**Short task**
Locate the line that contains "If you would be willing to indicate the orange". Reproduce it and all following lines up to the end of the material, exactly and with nothing added.

Saved data entries
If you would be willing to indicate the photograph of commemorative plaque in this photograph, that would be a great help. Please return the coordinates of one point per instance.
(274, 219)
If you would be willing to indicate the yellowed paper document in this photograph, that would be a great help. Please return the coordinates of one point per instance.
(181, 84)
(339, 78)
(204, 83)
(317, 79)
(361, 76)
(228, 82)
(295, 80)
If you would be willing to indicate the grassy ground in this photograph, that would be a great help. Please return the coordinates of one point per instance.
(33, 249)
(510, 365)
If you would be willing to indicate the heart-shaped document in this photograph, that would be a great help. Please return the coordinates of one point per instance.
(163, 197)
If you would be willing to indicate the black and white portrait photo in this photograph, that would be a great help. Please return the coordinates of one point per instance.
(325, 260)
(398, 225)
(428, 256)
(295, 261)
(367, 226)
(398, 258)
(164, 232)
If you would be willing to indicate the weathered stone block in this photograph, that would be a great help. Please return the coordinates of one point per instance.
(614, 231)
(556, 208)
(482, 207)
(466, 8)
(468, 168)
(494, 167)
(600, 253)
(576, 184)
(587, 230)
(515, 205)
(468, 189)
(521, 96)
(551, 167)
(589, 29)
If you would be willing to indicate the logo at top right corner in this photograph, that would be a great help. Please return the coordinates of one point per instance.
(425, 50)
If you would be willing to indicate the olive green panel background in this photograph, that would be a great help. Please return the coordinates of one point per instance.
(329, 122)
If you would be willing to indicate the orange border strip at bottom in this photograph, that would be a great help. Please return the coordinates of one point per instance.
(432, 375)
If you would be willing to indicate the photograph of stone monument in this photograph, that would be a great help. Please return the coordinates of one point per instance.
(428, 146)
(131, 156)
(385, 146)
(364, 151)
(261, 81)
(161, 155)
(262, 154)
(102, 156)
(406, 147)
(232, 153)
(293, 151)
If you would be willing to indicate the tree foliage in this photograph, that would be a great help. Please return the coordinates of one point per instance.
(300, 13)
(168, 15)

**Finished task**
If you would be willing to indicate the orange border strip at bottom in this photograph, that would be a great help. Please return the coordinates of one point per instance.
(432, 375)
If you would be willing to indicate the photograph of stone monument in this photograph, that would be a great help. Please return the coordinates of one point per instance.
(428, 146)
(131, 156)
(385, 146)
(364, 151)
(261, 81)
(161, 155)
(262, 154)
(102, 156)
(406, 147)
(232, 153)
(293, 151)
If you would be willing to indicate the tree foliage in this photograph, that would be a great help. Please return the coordinates of one point per instance.
(300, 13)
(168, 15)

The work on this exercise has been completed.